◆ **WHAT THE TASK ASKS**: Rewrite the items below from the first one up to and including the line containing "[[108, 141]]", keeping the requests, and add 26 to every coordinate value in the answers. Leave the picture out.

◆ **DATASET**:
»»

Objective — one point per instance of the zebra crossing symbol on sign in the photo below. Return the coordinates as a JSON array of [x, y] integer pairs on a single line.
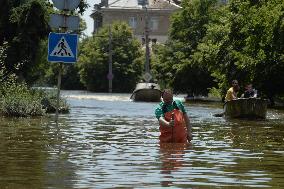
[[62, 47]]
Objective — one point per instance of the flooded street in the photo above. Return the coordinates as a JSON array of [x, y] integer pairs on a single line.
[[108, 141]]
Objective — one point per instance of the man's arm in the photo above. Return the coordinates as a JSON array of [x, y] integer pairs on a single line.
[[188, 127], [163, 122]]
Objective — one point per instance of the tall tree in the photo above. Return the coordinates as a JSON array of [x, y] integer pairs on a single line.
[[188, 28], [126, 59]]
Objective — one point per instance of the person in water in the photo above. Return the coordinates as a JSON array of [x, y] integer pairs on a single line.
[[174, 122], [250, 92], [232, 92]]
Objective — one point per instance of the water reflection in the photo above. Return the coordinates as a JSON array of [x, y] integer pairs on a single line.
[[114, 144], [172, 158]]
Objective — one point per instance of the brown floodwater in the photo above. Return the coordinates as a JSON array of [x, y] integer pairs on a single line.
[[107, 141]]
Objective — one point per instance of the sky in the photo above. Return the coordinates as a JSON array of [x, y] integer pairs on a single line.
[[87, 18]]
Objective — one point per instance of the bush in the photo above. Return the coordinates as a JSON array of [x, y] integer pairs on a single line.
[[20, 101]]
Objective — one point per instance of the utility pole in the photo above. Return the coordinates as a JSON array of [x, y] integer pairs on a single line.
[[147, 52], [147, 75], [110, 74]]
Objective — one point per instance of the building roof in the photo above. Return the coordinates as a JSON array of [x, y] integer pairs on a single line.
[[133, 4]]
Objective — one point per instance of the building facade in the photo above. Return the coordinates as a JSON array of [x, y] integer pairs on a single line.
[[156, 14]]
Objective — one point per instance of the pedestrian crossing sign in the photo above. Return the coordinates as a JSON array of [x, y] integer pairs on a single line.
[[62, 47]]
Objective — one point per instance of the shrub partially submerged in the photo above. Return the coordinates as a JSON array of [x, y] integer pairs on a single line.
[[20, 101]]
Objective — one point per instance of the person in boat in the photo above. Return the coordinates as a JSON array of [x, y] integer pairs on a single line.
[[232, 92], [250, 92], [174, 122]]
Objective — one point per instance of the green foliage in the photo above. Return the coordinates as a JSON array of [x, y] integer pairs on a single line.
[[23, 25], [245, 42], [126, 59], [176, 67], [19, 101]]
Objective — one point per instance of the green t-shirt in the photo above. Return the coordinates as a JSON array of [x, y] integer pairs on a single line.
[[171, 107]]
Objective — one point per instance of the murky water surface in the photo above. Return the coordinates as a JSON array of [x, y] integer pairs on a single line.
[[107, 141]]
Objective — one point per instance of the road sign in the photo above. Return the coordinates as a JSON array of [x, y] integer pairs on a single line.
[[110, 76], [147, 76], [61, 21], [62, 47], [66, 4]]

««

◆ **TASK RESULT**:
Objective — one point per instance of the zebra crossing symbol on sign in the photo below. Return the coordinates as a JSON array of [x, y] integer pairs on a single line.
[[88, 73]]
Objective — one point per instance of the flooded street in the photo above. Return the coordinates as a JSON array of [x, y] integer pairs on a single line.
[[134, 167]]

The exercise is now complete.